(Beginning of TASK DATA)
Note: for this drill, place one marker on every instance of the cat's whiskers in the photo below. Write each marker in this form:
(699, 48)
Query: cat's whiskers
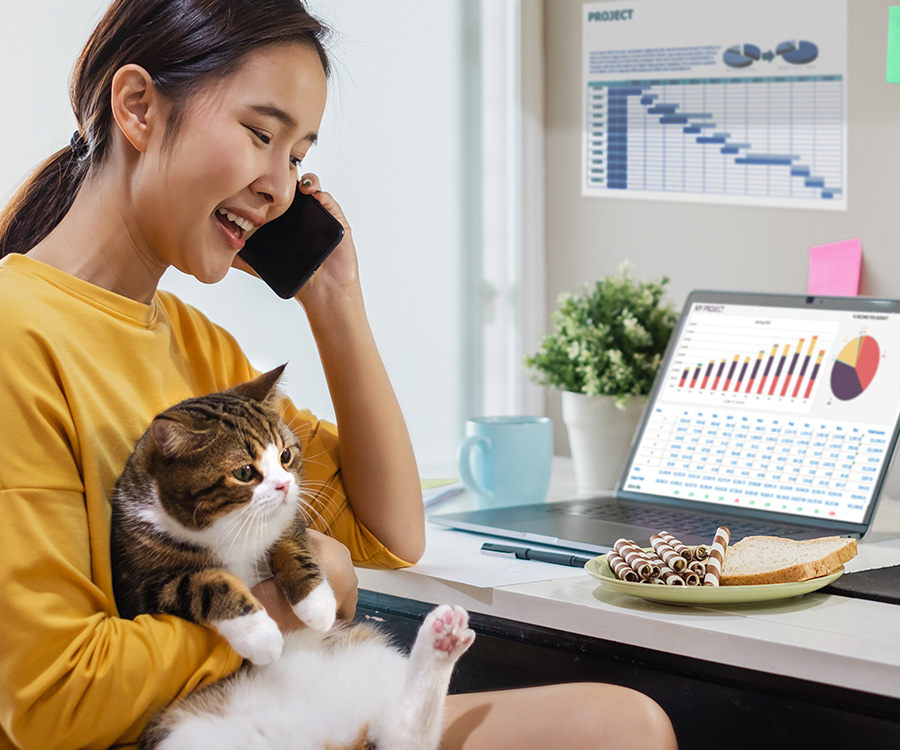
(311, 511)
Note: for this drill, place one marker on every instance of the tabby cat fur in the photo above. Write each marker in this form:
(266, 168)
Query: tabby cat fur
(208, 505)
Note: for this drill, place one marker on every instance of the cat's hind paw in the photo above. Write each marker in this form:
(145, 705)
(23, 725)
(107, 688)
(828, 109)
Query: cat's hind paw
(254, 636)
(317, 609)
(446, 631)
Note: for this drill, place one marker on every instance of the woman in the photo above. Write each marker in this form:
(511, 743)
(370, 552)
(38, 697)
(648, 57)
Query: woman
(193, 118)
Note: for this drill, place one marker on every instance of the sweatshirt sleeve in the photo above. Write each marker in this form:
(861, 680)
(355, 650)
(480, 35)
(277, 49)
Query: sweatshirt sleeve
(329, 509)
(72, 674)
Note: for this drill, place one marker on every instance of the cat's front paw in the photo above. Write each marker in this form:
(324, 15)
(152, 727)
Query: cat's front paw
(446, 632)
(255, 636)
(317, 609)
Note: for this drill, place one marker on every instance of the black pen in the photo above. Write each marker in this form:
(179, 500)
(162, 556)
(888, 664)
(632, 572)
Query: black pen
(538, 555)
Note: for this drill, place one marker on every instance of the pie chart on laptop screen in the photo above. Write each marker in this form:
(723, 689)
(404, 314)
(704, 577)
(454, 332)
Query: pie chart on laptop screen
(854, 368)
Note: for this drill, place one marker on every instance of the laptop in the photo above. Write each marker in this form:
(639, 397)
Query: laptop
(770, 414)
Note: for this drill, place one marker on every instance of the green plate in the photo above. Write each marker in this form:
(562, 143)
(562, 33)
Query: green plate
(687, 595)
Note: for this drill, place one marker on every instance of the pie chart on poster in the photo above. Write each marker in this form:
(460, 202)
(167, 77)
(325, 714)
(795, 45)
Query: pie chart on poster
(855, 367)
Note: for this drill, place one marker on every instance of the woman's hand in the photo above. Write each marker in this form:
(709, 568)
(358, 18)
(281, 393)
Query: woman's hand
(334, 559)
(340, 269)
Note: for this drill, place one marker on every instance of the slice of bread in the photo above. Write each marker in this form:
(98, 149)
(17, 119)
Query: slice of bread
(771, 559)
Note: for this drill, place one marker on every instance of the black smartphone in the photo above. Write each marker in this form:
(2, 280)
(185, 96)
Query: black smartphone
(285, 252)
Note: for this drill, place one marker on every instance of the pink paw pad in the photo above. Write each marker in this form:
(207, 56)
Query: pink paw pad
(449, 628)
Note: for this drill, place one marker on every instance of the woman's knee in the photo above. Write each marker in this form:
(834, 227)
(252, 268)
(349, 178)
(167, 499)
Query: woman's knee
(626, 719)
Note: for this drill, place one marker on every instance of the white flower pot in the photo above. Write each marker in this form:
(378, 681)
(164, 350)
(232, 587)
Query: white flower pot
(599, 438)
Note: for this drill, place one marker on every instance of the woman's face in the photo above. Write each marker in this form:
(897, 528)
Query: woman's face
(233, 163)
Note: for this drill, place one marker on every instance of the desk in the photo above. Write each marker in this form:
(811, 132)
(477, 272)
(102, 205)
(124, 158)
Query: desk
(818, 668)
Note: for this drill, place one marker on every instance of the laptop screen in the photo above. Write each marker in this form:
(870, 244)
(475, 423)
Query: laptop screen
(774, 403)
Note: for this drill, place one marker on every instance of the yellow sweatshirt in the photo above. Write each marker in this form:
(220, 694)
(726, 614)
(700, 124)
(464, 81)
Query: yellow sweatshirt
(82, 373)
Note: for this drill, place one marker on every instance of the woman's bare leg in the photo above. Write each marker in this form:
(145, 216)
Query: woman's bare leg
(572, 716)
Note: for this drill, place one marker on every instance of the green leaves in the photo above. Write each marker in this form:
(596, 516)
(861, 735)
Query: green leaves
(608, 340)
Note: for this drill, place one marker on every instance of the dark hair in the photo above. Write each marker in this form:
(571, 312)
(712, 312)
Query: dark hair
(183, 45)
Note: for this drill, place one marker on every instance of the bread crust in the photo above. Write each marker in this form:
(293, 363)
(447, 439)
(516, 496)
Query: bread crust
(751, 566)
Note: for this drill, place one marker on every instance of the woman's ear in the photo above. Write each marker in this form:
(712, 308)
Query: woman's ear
(End of TASK DATA)
Please copy the records above word for word, omitting every picture.

**PROBLEM SOLUTION:**
Note: for this drill, place one marker on every instance of the cat's whiskers in the photo below. Write each marker in this form:
(699, 48)
Query: cat's whiskers
(311, 511)
Note: for this drill, place one marker on every instance of the tabby cat fur in the photo above. Write each marker in this form:
(266, 168)
Query: tabby cat fur
(208, 505)
Note: for this drill, place one marker on every instance of the cat's hind paw in the photo above. Write each marker in this form:
(145, 705)
(23, 725)
(107, 688)
(828, 109)
Query: cat's hind paw
(254, 636)
(317, 609)
(446, 631)
Note: for this drill, place one marker on every instance of the woman in the photo above. Write each marker in this form:
(511, 743)
(370, 552)
(38, 697)
(648, 57)
Query: woman
(193, 118)
Note: for this drill, place one marker on every instance of the sweatshirt sleeve in the photo above. Write each marker in this form:
(861, 680)
(355, 650)
(480, 35)
(277, 49)
Query: sweatshirt sleeve
(329, 509)
(72, 674)
Note: for this drill, place one marker on every instance of the cat's front paw in the photo above. Write each marker in this form:
(324, 15)
(152, 727)
Query: cat's front paw
(446, 632)
(255, 636)
(317, 609)
Note: for this drill, place one marker on every instance of the black pen in the photo above. Write each marker in this form:
(179, 500)
(162, 556)
(888, 664)
(632, 572)
Query: black pen
(538, 555)
Note: for this drill, place one marker on every instance of the pie chart on laptop screen in the photo above. Write each marker in this form:
(723, 689)
(404, 314)
(704, 577)
(454, 332)
Query: pie chart on laptop screen
(854, 368)
Note: for this drill, place one marker on every instance of the laptop in the photo above. Write each marker in this form:
(639, 397)
Query: laptop
(770, 414)
Note: for this drill, place one marker on every instance of the green plate in the photo above. Write each marker in this form:
(562, 143)
(562, 33)
Query: green plate
(687, 595)
Note: for this drill, place one marker on every instance of the pie chart on poster in the photo above. Write each marker in this form:
(460, 202)
(167, 77)
(325, 714)
(795, 45)
Query: pie chart on poster
(855, 367)
Note: for this drill, place one marker on every instance of the woman's hand in the photo above. Write each marker in this form:
(709, 568)
(358, 18)
(281, 393)
Query: woman's hand
(334, 559)
(340, 269)
Note: for this drill, place one marker on every instance of the slice of bread in the photo above. Write each marker in this form:
(98, 149)
(17, 119)
Query: slice of bread
(771, 559)
Note: for this drill, place one marker on every instance of the black smartphone in the photo above. Write each marker in this form:
(2, 280)
(185, 96)
Query: black smartphone
(285, 252)
Note: for this drill, place one marker on every instance of the pink paw pad in the photo above. Write each marker in this form:
(207, 56)
Query: pink paw pad
(449, 628)
Note: for this drill, place one marker on every instance of the woman's knee in the photo above. Write each marker in this form:
(834, 227)
(252, 268)
(349, 178)
(167, 499)
Query: woman's knee
(626, 719)
Note: for this drill, place one marker on every instance of the white flower pot in the photo above. Write each marker in this form:
(378, 681)
(164, 350)
(232, 587)
Query: white flower pot
(599, 438)
Note: for this drill, place one marker on every instance of the woman's face in the photo above. Write each marker in this form:
(897, 528)
Query: woman's face
(233, 163)
Note: for this drill, place one marker on every instance of the desk in the photo above. Write each marker in this form:
(811, 132)
(477, 272)
(102, 205)
(124, 158)
Query: desk
(818, 668)
Note: for this drill, place one marker on every instance of the laptop screen in the photo above. Write each marker in this form:
(870, 244)
(475, 423)
Query: laptop screen
(774, 403)
Note: for this drill, place one marker on every instance of the yellow sweatshirt in the photo above. Write each marker in this form:
(220, 694)
(726, 614)
(700, 124)
(464, 81)
Query: yellow sweatshirt
(82, 373)
Note: for this drill, place one marker on every instance of the woman's bare leg in the photo above. Write each marker in this form:
(145, 216)
Query: woman's bare leg
(572, 716)
Note: for this drill, place one marker on every instance of the green leaves in the photo above. Write each marker in this form:
(596, 516)
(861, 735)
Query: green leaves
(608, 340)
Note: for this drill, place one marker on every instance of the dark hair in the photo above. Write each marker in this form:
(571, 312)
(712, 312)
Query: dark hair
(183, 45)
Note: for this drill, place one marker on every instance of the bread crust in the photo above. Write each marker in this form:
(293, 363)
(447, 439)
(516, 496)
Query: bread crust
(751, 566)
Note: for this drill, place one marker on every instance of the woman's ear in the photo above. Write each marker in this form:
(712, 308)
Query: woman's ear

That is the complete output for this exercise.